→ Статья
---------------

Алексей Баталов, исполнивший роль Гоги, — актер с героической аурой. Раньше он играл бесстрашных солдат и ученых, но самой успешной его ролью оказался именно Гога — благородный дикарь новейших времен, воплощение интеллигентской фантазии о том, как выжить и остаться невредимым в советской системе{328}. Возможно, «Москва слезам не верит» — действительно «самый голливудский из советских фильмов»{329}, но Баталов сделал Гогу более человечным, закаленным и житейски опытным, чем традиционные герои советского или голливудского кино. В одном из недавних интервью Баталов рассказывал: он понимал, что Гога в фильме нужен для счастливого конца, но в этой роли актер нашел «нездоровые отклонения», давшие возможность «хоть немножечко сыграть живого человека»{330}. Выросший среди творческой интеллигенции, Баталов подчеркивал, что на его мировоззрение повлияли беседы с вернувшимися из лагерей в 1950-х. Все его бабушки и дедушки прошли через тюремное заключение, одна из бабушек провела в лагере десять лет. Баталов был знаком с известными лагерниками — например, с героем Второй мировой генералом Владимиром Крюковым и его женой, народной певицей Лидией Руслановой. В другом интервью актер рассказал, как он «терпеть не мог» советское государство, рано поняв, что оно — «собрание злодеев и убийц»{331}. Что-то подобное теплится и в Гоге. Когда фильм «Москва слезам не верит» получил «Оскара» в 1981 году, СССР не выпустил на церемонию награждения авторов и актеров фильма{332}. Автор рецензии в «New York Magazine» задавался вопросом: «Означает ли триумф Катерины то, что в СССР официально признан феминизм?» Рецензент удивлялся тому, что советские люди в этом фильме очень похожи на американцев, но делают другой выбор в сходных обстоятельствах{333}.
Катерина любит Гогу, но герой остается неузнанным. Друзья помогли ей разыскать его, но она так ничего и не узнала о его прошлом.
В неведении остались и зрители. Если видеть в Гоге нечто большее, чем мечту фрустрированной героини, возникает вопрос: откуда он взялся? Согласно романтическим условностям позднесоветского кино, наиболее очевиден ответ: с фронтов Второй мировой войны. Но Гога слишком молод для фронтовика. Дальний родственник Гамлета, он научился таить свои секреты, топя меланхолию в алкоголе. Как шекспировский
принц, он унаследовал Москву, но не может скрыться от наблюдения.
Он не сражается, как Гамлет, а поддается. Но нет сомнения в том, что он еще нанесет свой удар.

---------------

→ Записи с отметками точек на изображениях
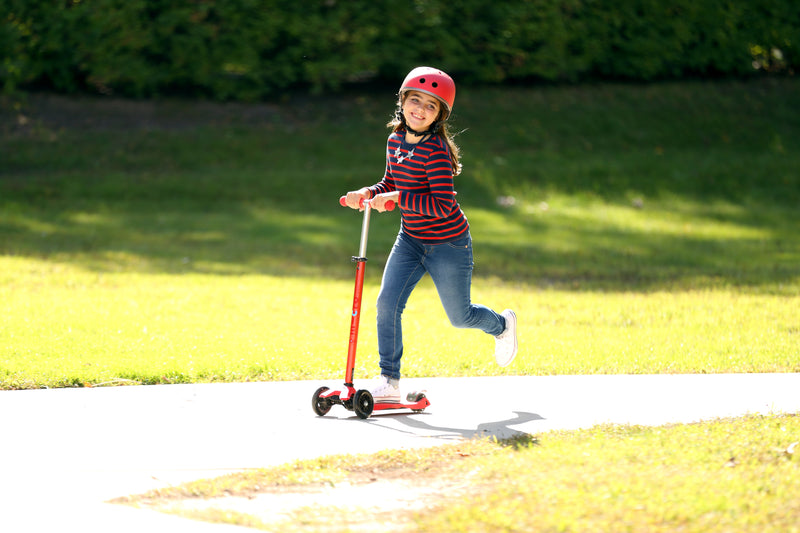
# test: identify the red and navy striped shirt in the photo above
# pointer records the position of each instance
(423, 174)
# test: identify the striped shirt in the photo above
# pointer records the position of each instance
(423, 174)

---------------

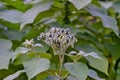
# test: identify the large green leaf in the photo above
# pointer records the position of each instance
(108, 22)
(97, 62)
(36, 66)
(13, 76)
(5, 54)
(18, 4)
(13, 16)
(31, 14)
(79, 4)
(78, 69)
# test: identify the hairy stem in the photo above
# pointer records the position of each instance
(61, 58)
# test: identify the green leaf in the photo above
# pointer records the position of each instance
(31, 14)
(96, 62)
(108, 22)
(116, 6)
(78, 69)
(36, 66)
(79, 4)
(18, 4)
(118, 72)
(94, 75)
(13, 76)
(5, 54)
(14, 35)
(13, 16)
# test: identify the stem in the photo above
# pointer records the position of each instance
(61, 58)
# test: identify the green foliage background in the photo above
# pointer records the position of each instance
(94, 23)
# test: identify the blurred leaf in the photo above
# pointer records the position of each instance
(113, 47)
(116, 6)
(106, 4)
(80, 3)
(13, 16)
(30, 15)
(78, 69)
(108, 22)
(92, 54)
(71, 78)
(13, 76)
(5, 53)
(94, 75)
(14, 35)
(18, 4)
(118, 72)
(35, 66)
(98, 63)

---------------

→ Задания
1. Замените «меланхолию» на «тоску» в отрывке статьи между словами «В неведении остались» и «скрыться от наблюдения.» включительно и приведите этот отрывок.
2. Сколько строк в записях содержат слово «test» с учетом регистра? Назовите только число.
Статья и записи никак не связаны между собой.

→ Результаты выполнения
1.
В неведении остались и зрители. Если видеть в Гоге нечто большее, чем мечту фрустрированной героини, возникает вопрос: откуда он взялся? Согласно романтическим условностям позднесоветского кино, наиболее очевиден ответ: с фронтов Второй мировой войны. Но Гога слишком молод для фронтовика. Дальний родственник Гамлета, он научился таить свои секреты, топя тоску в алкоголе. Как шекспировский
принц, он унаследовал Москву, но не может скрыться от наблюдения.

2. 8